Uno de los ejércitos más poderosos de la tierra, por ejemplo, decidió un día de 1949 "liberar" a su vecino. Los guardias fronterizos tibetanos, apertrechados con arcaicos fusiles, intentaron ingenuamente contener a los ochenta mil combatientes chinos del "Ejército Popular de Liberación" que efectuaron la incursión. Nueve años de rebeliones, brutalmente sofocadas, han costado la vida a más de un millón de tibetanos, y el exilio a otros cientos de miles, entre ellos su líder político-espiritual: el decimocuarto Dalai Lama, Tenzig Sonam Gyatso, quien entonces contaba con 24 años. Cincuenta años después de la dominación total, los tibetanos son minoría en su país, y sus mujeres son sometidas por el gobierno invasor a esterilizaciones forzadas, al mejor estilo de la "solución final" de la Alemania nazi.
Con argumentos igualmente insostenibles, una de las naciones árabes más bélicas y poderosas, con un ejército entrenado en una larga guerra con su vecino, decidió anexionarse el pequeño y rico emirato de Kuwait. Bastaron horas para que el ejército iraquí derribara los últimos reductos en las despavoridas filas kuwaitíes. Su vecino, Arabia Saudí, poniendo las barbas en remojo, en otra escena para el absurdo universal, desplegó un escudo artillado con toda su flota de guerra a lo largo de su desmesurada frontera arenosa. Los blindados, colocados equidistantes entre sí, no se divisaban unos a otros, dada la colosal extensión a cubrir. Los yacimientos de hidrocarburos que reposan en su subsuelo le agenciaron diligentes "defensores" que lo salvaron de la invasión.
Y no era la primera vez que el líder de ese músculo bélico ejerciera la fuerza para resolver sus conflictos. La población kurda de una de sus regiones fronterizas sirvió de conejillo de Indias para determinar la eficacia de su arsenal químico. Y los resultados, al parecer, fueron satisfactorios.
Otro ejército de los grandes decidió una vez "colaborar" con una guerrilla fundamentalista para que se hiciese del poder, proporcionándole armas y logística, en un principio, y luego combatientes. Al paso de terribles batallas que tuvieron su elevado costo en sangre y dinero, lograron su cometido: Rusia llevó de la mano al mulá Omar, y a su milicia Talibán, a que se hiciese del control del poder en Afganistán, llevando a esa nación a la mismísima Edad Media, gracias a la celosa intervención de un ministerio de protección de la virtud y castigo al vicio, cuyos fanáticos funcionarios medían la longitud de las barbas de los transeúntes, y aplicaban castigos corporales de contado y en efectivo.

## FILAS DE DATOS:

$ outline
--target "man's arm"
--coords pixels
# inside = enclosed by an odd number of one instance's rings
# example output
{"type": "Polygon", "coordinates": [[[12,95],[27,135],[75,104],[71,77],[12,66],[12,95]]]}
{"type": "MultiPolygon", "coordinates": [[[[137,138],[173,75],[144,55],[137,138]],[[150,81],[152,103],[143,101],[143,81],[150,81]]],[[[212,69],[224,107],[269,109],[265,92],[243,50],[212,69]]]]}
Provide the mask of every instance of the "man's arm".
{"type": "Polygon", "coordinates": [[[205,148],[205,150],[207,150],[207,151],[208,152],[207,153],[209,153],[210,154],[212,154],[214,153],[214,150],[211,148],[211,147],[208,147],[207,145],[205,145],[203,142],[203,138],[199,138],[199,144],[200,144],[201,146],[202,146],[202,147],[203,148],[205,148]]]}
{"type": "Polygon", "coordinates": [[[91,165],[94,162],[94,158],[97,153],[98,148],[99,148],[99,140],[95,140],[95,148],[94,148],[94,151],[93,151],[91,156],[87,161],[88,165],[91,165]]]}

## QUÉ DEBES PRODUCIR:
Transcribe sin ningún cambio el pasaje del texto sobre las invasiones militares que comienza con "Uno de los ejércitos" y continúa hasta "la Alemania nazi.".

## RESPUESTA AL EJERCICIO:
Uno de los ejércitos más poderosos de la tierra, por ejemplo, decidió un día de 1949 "liberar" a su vecino. Los guardias fronterizos tibetanos, apertrechados con arcaicos fusiles, intentaron ingenuamente contener a los ochenta mil combatientes chinos del "Ejército Popular de Liberación" que efectuaron la incursión. Nueve años de rebeliones, brutalmente sofocadas, han costado la vida a más de un millón de tibetanos, y el exilio a otros cientos de miles, entre ellos su líder político-espiritual: el decimocuarto Dalai Lama, Tenzig Sonam Gyatso, quien entonces contaba con 24 años. Cincuenta años después de la dominación total, los tibetanos son minoría en su país, y sus mujeres son sometidas por el gobierno invasor a esterilizaciones forzadas, al mejor estilo de la "solución final" de la Alemania nazi.